:: Selected text ::
Re: document charset and Cache-Control: no-cache

On Wednesday 15 February 2006 14:20, Michael Teichgräber wrote:
> Hi,
>
> when loading some html files, just converted to utf-8, into Amaya I
> realized that non-ascii characters were displayed broken (i.e. as if
> watched in iso-8859-1 mode), and the Document Information window said
> "Charset: Unknown".
>
> The pages were sent to Amaya by a CGI program with a Content-Type of
> "text/html; charset=utf-8", so I wondered what could be wrong.
>
> It seems to be caused by the existence of another header
> "Cache-Control: no-cache", that is sent by the CGI program too. If
> that header is present, the charset information seems to be ignored,
> even if Amaya's cache is disabled. If, however, I leave this header
> out, Amaya recognizes the character coding as utf-8, and the display
> is fine.
>
> I suppose the charset info shouldn't be discarded in that case.
> Perhaps it is not available anymore after the `no-cache' information
> has been processed? Both Amaya 8.5 and 9.4 show this behaviour.
>
> Regards,
>
> Michael

Amaya implements the standard policy:
1. Charset given in HTTP header
2. If not defined Charset given in xml declaration
3. If not defined Charset given in meta
4. If not defined use default Charset ( iso-8859-1  for HTML documents, utf-8 
for XHTML documents). If the document is declared XHTML and is served with 
text/html, the result could depend on the Web client.

We know that some browsers try to guess the real document encoding.
Amaya doesn't do that, as its goal is to help people to generate correct 
pages.

-- 
     Irène.
-----
Irène Vatton                     INRIA Rhône-Alpes
INRIA                               ZIRST
e-mail: Irene.Vatton@inria.fr       655 avenue de l'Europe
Tel.: +33 4 76 61 53 61             Montbonnot
Fax:  +33 4 76 61 52 07             38334 Saint Ismier Cedex - France

Received on Friday, 17 February 2006 16:27:26 UTC

:: Recorded data ::
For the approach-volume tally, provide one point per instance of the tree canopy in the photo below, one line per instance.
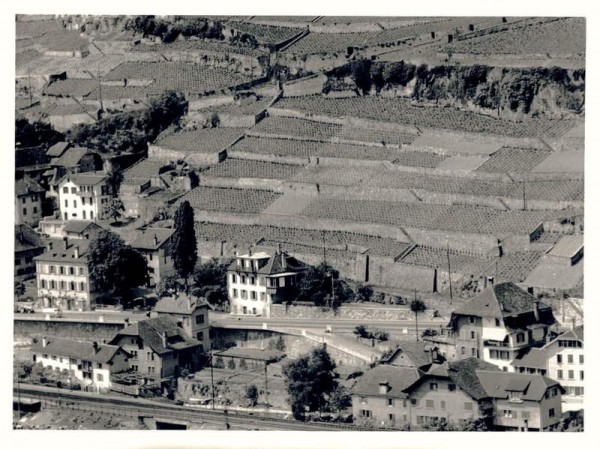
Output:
(185, 247)
(114, 265)
(310, 382)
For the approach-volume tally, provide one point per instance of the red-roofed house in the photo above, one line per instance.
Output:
(257, 279)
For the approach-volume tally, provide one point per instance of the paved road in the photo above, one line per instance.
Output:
(225, 320)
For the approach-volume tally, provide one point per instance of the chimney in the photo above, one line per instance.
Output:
(536, 309)
(383, 387)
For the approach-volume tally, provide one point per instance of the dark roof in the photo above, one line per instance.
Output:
(497, 384)
(146, 239)
(398, 379)
(83, 350)
(534, 358)
(70, 158)
(500, 301)
(415, 354)
(463, 374)
(265, 355)
(59, 253)
(152, 330)
(58, 149)
(27, 186)
(182, 304)
(26, 238)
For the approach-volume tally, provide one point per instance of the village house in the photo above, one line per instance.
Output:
(28, 201)
(160, 348)
(89, 362)
(257, 279)
(28, 245)
(155, 245)
(82, 196)
(63, 275)
(497, 325)
(562, 360)
(191, 313)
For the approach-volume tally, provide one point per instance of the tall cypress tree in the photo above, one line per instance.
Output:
(185, 246)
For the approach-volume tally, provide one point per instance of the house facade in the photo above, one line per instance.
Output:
(155, 245)
(159, 347)
(89, 362)
(83, 196)
(28, 201)
(191, 313)
(498, 325)
(62, 274)
(257, 279)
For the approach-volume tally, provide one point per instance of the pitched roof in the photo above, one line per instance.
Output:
(83, 350)
(27, 186)
(567, 246)
(58, 149)
(60, 253)
(182, 304)
(151, 331)
(498, 384)
(398, 378)
(152, 238)
(70, 158)
(265, 355)
(534, 358)
(26, 238)
(500, 301)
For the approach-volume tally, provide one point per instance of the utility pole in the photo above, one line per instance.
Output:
(449, 271)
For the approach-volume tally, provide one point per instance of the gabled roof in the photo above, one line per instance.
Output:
(152, 330)
(27, 186)
(26, 238)
(83, 350)
(533, 358)
(398, 379)
(58, 149)
(182, 304)
(70, 158)
(498, 384)
(500, 301)
(152, 238)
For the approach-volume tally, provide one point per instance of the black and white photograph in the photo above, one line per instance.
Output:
(299, 223)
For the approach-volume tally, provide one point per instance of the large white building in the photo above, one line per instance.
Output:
(89, 362)
(82, 196)
(257, 279)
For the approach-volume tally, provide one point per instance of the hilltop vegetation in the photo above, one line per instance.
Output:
(510, 92)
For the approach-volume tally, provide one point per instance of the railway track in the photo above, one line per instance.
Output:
(135, 407)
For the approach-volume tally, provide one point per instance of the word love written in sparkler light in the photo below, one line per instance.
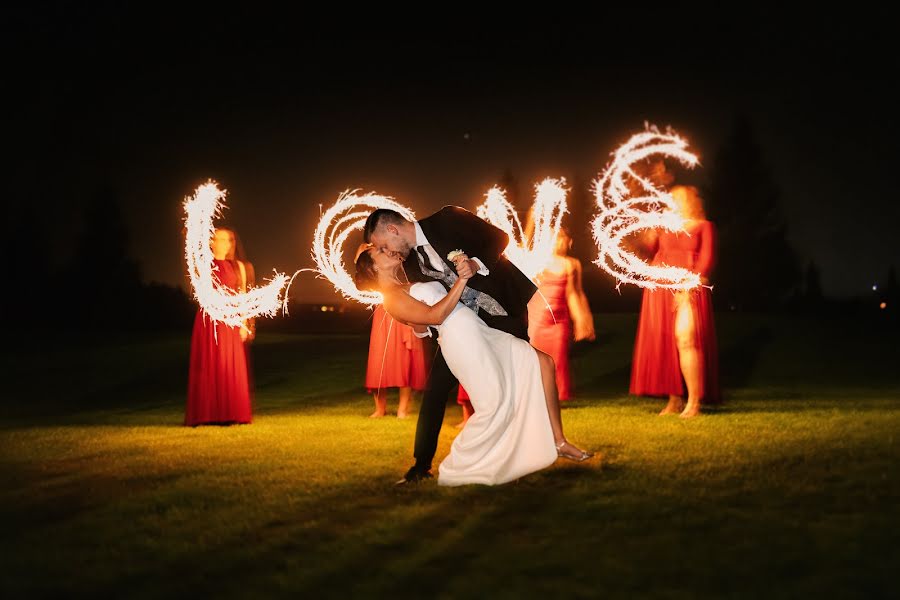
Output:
(348, 214)
(534, 255)
(629, 203)
(219, 302)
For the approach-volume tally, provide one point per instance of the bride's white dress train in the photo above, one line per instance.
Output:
(509, 435)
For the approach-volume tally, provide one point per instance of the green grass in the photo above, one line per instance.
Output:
(790, 489)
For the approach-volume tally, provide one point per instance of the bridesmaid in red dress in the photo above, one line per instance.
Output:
(675, 350)
(219, 381)
(560, 313)
(396, 359)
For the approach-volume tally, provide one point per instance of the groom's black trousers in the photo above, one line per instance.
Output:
(440, 382)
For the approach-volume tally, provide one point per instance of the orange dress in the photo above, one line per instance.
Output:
(655, 368)
(218, 379)
(396, 355)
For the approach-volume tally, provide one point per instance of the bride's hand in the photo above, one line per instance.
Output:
(465, 267)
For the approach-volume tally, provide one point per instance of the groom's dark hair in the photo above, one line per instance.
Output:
(381, 216)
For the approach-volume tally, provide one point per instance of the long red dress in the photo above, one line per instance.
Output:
(550, 329)
(218, 381)
(655, 369)
(396, 355)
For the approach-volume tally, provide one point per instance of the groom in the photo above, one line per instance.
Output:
(499, 293)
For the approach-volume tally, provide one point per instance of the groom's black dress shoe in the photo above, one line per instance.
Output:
(414, 475)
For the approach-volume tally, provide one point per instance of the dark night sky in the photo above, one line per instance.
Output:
(286, 111)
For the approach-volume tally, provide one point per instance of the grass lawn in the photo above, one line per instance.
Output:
(790, 489)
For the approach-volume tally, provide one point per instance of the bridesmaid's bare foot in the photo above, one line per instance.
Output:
(564, 449)
(691, 410)
(675, 406)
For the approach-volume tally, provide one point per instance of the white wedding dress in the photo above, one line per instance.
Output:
(509, 435)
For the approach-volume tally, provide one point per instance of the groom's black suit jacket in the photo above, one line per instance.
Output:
(455, 228)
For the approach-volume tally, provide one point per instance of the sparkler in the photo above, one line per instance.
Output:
(530, 256)
(219, 302)
(629, 203)
(348, 214)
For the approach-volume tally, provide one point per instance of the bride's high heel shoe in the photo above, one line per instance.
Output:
(580, 456)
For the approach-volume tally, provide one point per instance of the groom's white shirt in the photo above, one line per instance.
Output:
(437, 263)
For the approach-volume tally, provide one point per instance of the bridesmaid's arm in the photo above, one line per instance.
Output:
(705, 256)
(578, 304)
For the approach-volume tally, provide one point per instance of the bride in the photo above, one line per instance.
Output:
(516, 428)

:: What is required ::
Reproduce the part of the Amaya charset thread that starts at "Amaya implements the" and ends at "real document encoding.". For the following work, rely only on the text and leave the data aside.

:: Written answer ::
Amaya implements the standard policy:
1. Charset given in HTTP header
2. If not defined Charset given in xml declaration
3. If not defined Charset given in meta
4. If not defined use default Charset ( iso-8859-1  for HTML documents, utf-8 
for XHTML documents). If the document is declared XHTML and is served with 
text/html, the result could depend on the Web client.

We know that some browsers try to guess the real document encoding.